Problem> Reproduce every record below exactly as it appears.

Input material>
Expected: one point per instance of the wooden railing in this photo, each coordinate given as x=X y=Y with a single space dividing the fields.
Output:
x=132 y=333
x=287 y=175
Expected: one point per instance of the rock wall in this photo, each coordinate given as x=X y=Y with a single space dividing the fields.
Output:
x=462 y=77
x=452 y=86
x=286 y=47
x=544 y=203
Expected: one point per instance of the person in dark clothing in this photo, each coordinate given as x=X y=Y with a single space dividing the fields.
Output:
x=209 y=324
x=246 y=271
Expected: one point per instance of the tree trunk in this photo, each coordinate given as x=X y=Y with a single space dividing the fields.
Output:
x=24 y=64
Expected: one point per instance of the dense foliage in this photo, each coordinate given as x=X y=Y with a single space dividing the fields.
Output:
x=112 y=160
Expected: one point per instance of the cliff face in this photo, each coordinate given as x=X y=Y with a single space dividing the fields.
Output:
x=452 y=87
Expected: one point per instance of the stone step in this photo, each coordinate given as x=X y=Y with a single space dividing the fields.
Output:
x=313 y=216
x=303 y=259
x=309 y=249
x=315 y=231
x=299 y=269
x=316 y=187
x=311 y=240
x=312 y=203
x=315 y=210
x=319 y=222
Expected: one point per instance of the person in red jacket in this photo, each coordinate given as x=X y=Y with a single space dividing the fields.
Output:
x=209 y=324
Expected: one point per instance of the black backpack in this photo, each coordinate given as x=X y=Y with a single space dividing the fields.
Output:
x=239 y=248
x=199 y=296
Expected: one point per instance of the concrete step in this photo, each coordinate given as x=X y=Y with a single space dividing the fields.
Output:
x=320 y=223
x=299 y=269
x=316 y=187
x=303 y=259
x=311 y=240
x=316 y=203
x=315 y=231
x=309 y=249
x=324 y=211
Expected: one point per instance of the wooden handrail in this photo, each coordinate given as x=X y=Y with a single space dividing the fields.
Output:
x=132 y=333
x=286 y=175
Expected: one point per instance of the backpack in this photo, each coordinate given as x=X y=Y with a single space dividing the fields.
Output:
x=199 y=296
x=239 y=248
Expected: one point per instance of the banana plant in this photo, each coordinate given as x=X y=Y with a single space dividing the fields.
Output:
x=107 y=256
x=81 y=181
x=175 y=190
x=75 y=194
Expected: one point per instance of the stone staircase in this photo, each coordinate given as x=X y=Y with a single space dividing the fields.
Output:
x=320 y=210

Reply>
Expected: one point per instance of the wooden railing in this photo, each coordinate given as x=X y=Y with a single space dividing the fields.
Output:
x=132 y=333
x=287 y=175
Expected: one point per instance of the rock wall in this photo, each coordinate given as x=X y=Y with a single space dividing the fields.
Output:
x=462 y=77
x=452 y=86
x=286 y=47
x=544 y=203
Expected: one point per instance of the person in dark clothing in this photo, each coordinate given as x=X y=Y with a single space dividing the fields.
Output:
x=209 y=324
x=246 y=271
Expected: one point per instance of the tree trunk in this photo, each coordinate given as x=X y=Y with a single space dividing the fields.
Output:
x=24 y=64
Expected: one point per instance of the dense foliage in this photo, each coordinate given as x=X y=Y with a single space dividing the fields.
Output:
x=112 y=160
Expected: one point per instance of the cliff face in this photo, each coordinate given as x=X y=Y with a single space dividing the fields.
Output:
x=452 y=87
Expected: one point per instance of the stone step in this photo, each coordinate given as x=X y=Y with a single space dividing the fields.
Output:
x=313 y=216
x=303 y=259
x=309 y=249
x=315 y=231
x=299 y=269
x=316 y=187
x=311 y=240
x=312 y=203
x=315 y=210
x=319 y=222
Expected: one point per instance of the person in red jacket in this photo, each coordinate given as x=X y=Y with a single space dividing the fields.
Output:
x=209 y=324
Expected: one point per instance of the black backpack in this photo, each coordinate given as x=X y=Y with a single space dividing the fields.
Output:
x=239 y=248
x=199 y=296
Expected: one point per instance of the concrete step in this photo, each coordinate given as x=X y=Y with a single space dividing the fields.
Output:
x=320 y=223
x=299 y=269
x=316 y=187
x=303 y=259
x=311 y=240
x=316 y=203
x=315 y=231
x=309 y=249
x=324 y=211
Expected: one point per instance of the wooden handrail in this photo, each coordinate given as x=X y=Y with a single space dividing the fields.
Output:
x=132 y=333
x=286 y=175
Expected: one point per instance of the backpack in this photo, each coordinate given as x=X y=Y with a single space dividing the fields.
Output:
x=199 y=296
x=239 y=248
Expected: one point per instance of the banana plant in this photo, each coordinate given as x=X y=Y with a single space dividing the fields.
Output:
x=107 y=256
x=81 y=181
x=175 y=190
x=75 y=194
Expected: one point per instance of the stone staircase in this photo, each coordinate given as x=X y=Y with a single space dividing the fields.
Output:
x=320 y=210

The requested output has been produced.